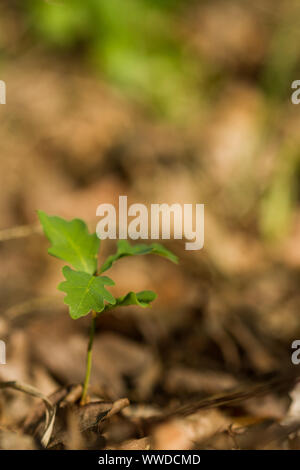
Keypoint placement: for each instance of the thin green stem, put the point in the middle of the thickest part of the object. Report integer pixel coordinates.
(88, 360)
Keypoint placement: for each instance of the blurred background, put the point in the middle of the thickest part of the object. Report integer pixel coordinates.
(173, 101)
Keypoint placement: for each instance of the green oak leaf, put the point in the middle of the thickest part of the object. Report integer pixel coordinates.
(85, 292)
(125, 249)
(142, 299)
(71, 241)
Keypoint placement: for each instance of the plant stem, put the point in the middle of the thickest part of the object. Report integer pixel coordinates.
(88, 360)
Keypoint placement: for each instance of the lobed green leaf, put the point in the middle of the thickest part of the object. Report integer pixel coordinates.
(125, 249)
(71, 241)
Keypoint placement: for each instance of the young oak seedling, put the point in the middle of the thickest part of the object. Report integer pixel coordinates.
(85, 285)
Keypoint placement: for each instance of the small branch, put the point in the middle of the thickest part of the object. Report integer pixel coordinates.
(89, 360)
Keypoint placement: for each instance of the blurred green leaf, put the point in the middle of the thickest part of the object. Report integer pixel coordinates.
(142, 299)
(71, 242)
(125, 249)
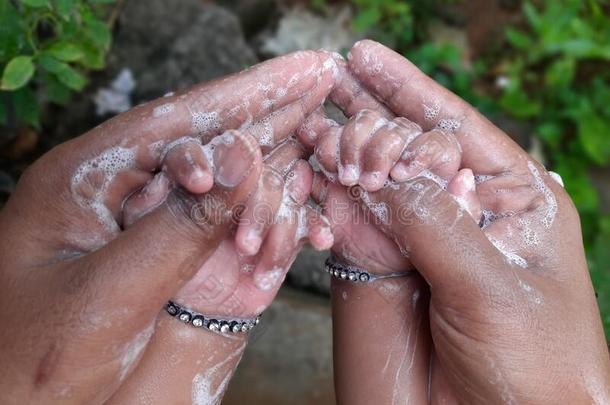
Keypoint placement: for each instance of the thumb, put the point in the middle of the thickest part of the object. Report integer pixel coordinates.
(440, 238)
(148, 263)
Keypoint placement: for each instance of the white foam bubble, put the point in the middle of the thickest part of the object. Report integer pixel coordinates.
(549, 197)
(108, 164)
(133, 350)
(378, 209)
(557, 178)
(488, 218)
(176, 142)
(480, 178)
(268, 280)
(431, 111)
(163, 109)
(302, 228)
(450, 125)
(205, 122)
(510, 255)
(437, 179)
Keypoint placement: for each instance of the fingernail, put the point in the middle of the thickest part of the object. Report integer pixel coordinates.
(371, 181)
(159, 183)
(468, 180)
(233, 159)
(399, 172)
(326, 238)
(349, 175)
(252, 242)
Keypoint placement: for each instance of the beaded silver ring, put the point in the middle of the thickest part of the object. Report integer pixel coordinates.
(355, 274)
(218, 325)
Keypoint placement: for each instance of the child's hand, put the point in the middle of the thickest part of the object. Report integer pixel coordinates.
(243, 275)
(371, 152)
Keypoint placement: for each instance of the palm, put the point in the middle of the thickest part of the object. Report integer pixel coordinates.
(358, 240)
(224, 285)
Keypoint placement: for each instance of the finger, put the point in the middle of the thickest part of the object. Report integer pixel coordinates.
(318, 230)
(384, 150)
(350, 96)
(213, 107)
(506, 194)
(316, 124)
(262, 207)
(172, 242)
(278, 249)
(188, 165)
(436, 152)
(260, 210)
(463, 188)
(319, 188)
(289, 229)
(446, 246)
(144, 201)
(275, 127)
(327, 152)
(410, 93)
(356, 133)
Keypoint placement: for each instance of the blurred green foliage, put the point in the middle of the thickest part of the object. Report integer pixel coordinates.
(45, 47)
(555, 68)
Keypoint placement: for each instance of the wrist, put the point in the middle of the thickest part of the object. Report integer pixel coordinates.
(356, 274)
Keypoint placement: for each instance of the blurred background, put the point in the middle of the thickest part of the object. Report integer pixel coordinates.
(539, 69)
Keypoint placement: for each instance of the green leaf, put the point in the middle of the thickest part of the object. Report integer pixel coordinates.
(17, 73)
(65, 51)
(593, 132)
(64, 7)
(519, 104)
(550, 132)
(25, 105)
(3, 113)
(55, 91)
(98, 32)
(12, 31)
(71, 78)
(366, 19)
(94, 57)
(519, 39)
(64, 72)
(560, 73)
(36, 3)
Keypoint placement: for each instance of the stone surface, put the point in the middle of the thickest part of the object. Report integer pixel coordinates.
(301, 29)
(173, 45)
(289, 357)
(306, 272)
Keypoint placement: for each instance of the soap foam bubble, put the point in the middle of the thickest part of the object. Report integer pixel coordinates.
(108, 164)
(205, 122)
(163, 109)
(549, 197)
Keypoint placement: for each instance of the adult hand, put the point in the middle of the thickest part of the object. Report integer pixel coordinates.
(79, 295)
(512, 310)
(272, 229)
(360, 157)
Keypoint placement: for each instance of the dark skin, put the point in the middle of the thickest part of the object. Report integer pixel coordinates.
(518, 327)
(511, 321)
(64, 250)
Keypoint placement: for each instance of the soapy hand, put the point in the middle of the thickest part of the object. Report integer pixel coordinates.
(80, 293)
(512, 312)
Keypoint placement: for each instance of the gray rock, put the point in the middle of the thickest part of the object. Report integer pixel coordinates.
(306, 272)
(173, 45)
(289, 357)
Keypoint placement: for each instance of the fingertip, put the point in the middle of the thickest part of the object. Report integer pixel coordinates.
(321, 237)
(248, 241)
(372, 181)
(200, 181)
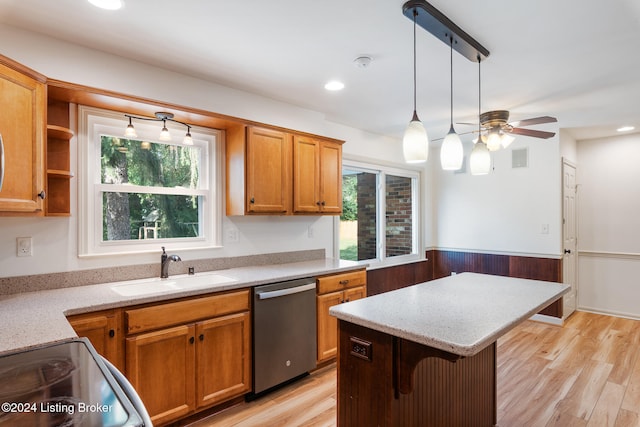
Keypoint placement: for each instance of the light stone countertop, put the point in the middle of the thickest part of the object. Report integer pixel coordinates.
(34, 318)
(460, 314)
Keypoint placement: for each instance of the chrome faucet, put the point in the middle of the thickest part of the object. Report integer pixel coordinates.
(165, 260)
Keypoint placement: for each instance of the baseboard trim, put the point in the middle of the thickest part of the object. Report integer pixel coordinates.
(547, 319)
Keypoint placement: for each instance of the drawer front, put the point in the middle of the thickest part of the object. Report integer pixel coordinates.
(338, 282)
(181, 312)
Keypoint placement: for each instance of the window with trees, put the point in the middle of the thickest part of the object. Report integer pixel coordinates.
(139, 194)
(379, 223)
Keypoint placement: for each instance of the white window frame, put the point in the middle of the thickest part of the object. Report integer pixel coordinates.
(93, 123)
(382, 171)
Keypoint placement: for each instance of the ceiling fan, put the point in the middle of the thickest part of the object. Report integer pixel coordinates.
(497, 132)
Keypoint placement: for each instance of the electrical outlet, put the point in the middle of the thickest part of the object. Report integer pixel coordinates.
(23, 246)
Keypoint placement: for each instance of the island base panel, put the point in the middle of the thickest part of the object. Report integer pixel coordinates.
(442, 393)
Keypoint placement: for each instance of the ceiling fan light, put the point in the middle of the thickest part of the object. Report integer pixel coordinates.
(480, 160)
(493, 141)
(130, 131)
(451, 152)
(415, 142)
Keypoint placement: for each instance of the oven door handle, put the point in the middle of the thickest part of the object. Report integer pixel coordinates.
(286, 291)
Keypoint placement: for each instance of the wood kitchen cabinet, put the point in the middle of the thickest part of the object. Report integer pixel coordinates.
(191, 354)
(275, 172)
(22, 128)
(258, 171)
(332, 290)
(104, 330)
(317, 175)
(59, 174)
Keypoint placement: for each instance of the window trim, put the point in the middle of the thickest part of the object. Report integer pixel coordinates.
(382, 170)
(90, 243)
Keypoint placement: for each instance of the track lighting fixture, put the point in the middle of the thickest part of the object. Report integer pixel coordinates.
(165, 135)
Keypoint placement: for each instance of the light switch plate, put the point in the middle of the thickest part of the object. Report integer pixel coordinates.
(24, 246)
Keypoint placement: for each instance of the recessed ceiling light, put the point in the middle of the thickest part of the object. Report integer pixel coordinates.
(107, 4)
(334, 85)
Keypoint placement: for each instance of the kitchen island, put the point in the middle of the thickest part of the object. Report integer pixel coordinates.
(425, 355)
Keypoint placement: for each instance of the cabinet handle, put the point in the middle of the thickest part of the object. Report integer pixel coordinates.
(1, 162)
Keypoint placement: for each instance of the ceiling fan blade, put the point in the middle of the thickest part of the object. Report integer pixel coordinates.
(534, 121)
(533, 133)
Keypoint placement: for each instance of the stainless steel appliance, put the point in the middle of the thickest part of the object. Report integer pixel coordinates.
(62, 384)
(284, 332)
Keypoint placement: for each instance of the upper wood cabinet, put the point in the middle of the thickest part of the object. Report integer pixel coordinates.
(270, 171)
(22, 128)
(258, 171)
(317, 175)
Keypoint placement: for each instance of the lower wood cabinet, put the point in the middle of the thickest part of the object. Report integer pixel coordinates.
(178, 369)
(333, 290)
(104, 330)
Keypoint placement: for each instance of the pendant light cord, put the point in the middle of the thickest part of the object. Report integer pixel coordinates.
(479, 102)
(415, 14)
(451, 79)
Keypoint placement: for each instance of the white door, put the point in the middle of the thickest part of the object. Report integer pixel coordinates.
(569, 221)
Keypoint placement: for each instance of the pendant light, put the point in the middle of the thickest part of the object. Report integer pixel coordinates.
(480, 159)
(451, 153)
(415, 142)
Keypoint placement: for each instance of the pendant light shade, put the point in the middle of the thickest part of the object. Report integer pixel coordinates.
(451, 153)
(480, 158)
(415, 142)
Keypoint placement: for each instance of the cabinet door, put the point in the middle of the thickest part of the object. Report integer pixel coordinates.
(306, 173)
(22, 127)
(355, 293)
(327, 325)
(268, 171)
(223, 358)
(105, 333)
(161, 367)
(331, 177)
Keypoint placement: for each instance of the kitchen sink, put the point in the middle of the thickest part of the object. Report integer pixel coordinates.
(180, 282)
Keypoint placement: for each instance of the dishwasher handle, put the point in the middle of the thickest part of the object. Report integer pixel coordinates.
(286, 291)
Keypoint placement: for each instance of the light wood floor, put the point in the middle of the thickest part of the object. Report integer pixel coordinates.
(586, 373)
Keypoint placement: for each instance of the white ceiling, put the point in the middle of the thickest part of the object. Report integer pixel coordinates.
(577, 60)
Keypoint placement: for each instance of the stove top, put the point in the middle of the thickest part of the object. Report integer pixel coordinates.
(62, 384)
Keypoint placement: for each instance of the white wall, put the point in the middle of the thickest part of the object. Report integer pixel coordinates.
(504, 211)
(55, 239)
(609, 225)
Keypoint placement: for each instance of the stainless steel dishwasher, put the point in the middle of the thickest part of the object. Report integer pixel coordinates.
☆ ☆ ☆
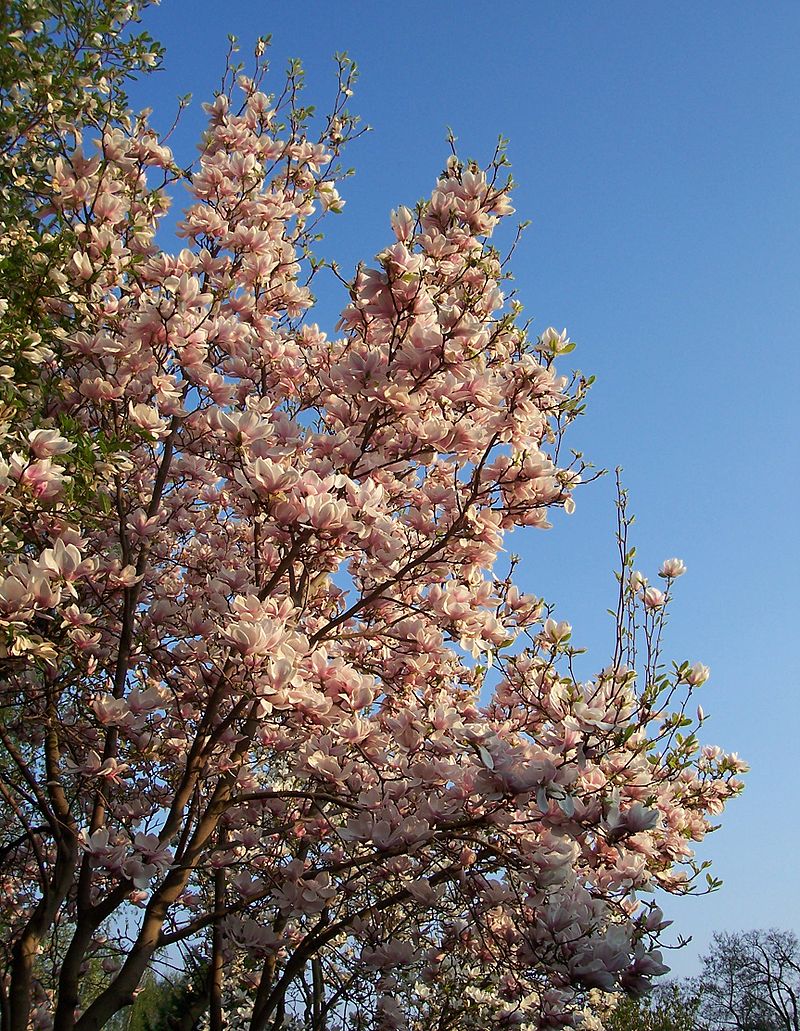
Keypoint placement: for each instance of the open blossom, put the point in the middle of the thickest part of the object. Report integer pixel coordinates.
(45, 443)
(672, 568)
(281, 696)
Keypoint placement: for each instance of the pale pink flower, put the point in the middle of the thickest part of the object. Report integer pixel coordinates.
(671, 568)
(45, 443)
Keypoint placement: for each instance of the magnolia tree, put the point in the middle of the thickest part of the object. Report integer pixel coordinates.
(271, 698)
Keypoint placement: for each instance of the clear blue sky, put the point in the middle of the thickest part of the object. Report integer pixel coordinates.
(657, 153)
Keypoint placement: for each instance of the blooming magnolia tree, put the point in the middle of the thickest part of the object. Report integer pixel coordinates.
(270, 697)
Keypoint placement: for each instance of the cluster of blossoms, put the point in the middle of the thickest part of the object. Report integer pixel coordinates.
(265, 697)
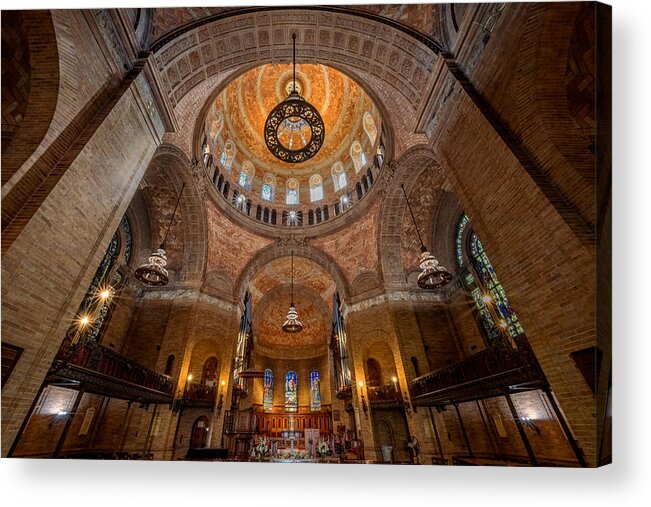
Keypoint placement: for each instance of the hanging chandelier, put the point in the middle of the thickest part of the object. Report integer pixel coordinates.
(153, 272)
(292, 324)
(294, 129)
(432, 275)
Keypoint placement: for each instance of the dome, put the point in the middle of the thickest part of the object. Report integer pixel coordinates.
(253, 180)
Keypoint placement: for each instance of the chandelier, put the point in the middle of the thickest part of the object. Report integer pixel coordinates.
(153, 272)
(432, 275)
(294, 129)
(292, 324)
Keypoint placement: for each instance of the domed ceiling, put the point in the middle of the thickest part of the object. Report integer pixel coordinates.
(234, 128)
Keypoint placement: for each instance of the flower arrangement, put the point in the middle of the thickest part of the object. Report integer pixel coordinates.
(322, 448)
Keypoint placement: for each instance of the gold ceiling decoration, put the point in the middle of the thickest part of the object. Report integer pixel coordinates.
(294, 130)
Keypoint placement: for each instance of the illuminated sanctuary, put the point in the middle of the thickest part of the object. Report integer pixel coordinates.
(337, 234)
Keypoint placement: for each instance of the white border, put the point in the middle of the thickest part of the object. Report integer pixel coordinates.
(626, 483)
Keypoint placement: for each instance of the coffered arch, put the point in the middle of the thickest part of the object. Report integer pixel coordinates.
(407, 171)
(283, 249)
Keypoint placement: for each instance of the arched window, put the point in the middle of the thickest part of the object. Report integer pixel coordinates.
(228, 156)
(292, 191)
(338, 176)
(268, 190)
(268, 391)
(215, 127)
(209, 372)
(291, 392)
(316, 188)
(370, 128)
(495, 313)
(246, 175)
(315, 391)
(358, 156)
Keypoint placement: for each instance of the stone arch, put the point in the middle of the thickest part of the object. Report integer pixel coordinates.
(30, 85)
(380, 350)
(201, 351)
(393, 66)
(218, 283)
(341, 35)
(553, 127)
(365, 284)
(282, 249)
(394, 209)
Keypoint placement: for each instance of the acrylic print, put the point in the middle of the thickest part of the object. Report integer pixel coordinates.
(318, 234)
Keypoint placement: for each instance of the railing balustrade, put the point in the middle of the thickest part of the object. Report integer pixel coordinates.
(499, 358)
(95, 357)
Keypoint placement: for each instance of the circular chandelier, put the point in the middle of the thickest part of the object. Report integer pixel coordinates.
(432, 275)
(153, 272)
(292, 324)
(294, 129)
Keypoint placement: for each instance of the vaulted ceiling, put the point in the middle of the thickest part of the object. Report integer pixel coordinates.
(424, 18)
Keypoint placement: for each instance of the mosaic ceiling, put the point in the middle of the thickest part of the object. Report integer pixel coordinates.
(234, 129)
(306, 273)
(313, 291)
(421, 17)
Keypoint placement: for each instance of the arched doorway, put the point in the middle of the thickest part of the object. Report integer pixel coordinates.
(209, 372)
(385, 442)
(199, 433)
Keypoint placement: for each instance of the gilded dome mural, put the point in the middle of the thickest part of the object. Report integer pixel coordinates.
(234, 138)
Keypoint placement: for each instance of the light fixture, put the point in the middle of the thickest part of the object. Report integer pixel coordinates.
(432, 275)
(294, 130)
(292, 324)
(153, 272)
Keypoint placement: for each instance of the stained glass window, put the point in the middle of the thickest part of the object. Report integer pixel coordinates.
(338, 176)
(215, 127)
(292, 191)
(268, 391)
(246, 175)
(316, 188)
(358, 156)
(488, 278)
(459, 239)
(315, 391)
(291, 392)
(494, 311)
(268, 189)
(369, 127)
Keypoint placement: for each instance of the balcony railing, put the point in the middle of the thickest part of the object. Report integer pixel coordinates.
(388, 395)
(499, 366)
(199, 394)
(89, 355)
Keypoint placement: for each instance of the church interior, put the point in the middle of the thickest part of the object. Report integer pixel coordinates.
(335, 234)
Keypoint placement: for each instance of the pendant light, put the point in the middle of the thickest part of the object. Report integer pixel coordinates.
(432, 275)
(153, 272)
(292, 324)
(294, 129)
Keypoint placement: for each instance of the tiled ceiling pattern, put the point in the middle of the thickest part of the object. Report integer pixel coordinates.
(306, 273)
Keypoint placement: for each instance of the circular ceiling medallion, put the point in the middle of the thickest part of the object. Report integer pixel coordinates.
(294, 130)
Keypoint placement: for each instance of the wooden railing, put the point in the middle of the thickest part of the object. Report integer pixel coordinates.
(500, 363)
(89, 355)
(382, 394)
☆ ☆ ☆
- WORK TO DO:
Report every line in the rows above that contains the string "handle", copying each line in full. Case counts.

- WRITTEN RESPONSE:
Keypoint placement: for each instance of the oven door handle, put the point in the middle of the thickest part of the object. Report integer pixel coordinates.
Keypoint placement: for each instance of the cabinet handle, put the point in the middle of the thickest part of the object. Report integer pixel coordinates.
Keypoint placement: for each instance of the dishwasher handle, put the point in the middle of the thickest part of the object. Report integer pixel coordinates.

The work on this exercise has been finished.